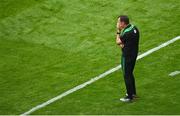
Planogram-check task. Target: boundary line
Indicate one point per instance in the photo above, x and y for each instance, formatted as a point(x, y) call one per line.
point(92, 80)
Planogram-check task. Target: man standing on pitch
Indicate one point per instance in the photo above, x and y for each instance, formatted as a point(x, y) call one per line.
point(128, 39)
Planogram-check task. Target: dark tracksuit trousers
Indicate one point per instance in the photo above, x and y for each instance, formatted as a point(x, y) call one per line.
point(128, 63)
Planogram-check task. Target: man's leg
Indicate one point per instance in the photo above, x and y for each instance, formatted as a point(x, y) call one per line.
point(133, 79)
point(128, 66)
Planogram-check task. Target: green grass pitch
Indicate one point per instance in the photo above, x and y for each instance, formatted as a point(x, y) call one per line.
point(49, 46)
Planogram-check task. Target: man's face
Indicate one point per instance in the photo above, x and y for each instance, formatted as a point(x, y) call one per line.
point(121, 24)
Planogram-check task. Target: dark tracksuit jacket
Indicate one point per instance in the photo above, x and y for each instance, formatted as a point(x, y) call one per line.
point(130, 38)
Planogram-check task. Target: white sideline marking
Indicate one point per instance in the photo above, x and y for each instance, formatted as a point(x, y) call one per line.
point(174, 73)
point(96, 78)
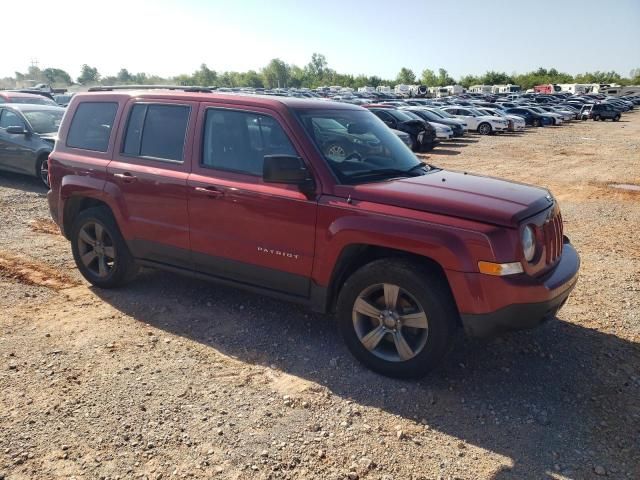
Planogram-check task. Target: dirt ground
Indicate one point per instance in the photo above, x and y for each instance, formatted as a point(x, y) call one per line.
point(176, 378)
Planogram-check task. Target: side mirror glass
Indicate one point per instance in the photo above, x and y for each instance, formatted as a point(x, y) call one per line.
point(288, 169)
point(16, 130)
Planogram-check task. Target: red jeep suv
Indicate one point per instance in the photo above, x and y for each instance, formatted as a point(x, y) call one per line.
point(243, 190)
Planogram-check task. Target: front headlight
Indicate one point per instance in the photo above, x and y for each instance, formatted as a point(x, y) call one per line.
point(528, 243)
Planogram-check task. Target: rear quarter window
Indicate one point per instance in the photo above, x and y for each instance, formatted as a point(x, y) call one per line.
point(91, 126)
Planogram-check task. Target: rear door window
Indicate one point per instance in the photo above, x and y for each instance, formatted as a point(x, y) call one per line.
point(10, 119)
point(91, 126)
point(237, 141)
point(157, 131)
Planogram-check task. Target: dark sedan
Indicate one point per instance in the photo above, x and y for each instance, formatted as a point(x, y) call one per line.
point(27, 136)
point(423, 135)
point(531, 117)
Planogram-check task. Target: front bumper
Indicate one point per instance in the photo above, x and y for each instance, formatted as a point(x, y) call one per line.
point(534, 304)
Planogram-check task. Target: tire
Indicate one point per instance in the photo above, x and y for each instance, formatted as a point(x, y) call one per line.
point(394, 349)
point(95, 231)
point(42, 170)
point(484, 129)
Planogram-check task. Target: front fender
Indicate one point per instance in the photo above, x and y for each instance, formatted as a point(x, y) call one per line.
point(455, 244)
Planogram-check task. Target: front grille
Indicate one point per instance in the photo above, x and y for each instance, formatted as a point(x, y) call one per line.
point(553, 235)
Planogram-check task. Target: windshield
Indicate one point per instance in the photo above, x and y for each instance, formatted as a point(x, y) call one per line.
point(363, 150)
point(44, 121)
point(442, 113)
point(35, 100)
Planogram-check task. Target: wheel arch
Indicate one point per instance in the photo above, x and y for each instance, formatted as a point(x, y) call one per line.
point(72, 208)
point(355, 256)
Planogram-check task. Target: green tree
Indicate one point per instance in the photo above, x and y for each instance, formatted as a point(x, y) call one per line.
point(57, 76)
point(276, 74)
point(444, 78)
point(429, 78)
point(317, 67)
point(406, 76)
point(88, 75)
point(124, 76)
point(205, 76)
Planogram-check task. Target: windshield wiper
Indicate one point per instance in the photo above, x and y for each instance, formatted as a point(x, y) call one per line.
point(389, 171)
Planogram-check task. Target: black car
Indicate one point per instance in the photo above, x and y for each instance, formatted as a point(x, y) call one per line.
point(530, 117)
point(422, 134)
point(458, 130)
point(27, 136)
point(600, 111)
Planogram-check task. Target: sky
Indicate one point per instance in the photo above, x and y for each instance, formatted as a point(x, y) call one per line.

· · · · · · ·

What the task asks: Please rewrite the rows starting at the line that contains "Planogram-check task. Target: white" and ending at the line that contains "point(531, 117)" as a JSON list of strings, one string per line, with both end lines included and blank lines dropped. Leave the pictures out of the list.

The output:
[
  "Planogram-check task. Target: white sideline marking",
  "Indicate one point per instance in the photo above, x and y for each instance, formatted as a point(x, y) call one per line.",
  "point(174, 73)",
  "point(96, 78)",
  "Planogram-check task. Target: dirt ground",
  "Indicate one point per instance in the photo above, x and y for each instance, formatted as a point(x, y) call one per line.",
  "point(176, 378)",
  "Planogram-check task. Target: side mirror glass",
  "Indicate one point per instance in the photo above, x and y for each instance, formatted as a point(x, y) call one per line.",
  "point(288, 169)",
  "point(16, 130)",
  "Planogram-check task. Target: red jeep suv",
  "Indicate one point per instance in the photo above, x and y for each instance, formatted as a point(x, y) call one per line.",
  "point(243, 190)",
  "Planogram-check task. Target: front headlight",
  "Indicate one point per instance in the photo above, x and y for each instance, formatted as a point(x, y) call one per line.",
  "point(528, 243)",
  "Planogram-check task. Target: rear quarter window",
  "Indicate one point per instance in the photo above, x and y for each instance, formatted as a point(x, y) call one per line.",
  "point(91, 126)",
  "Planogram-check task. Target: rear door window",
  "Indicate one point per instance in the photo above, x and y for each instance, formatted as a point(x, y) call one per line.",
  "point(10, 119)",
  "point(91, 126)",
  "point(237, 141)",
  "point(157, 131)",
  "Planogram-check task. Target: dark sedan",
  "Indicate one point per instance in the photo above, x and y for each instance, formatted as a point(x, y) call one per line.",
  "point(27, 136)",
  "point(423, 135)",
  "point(531, 117)"
]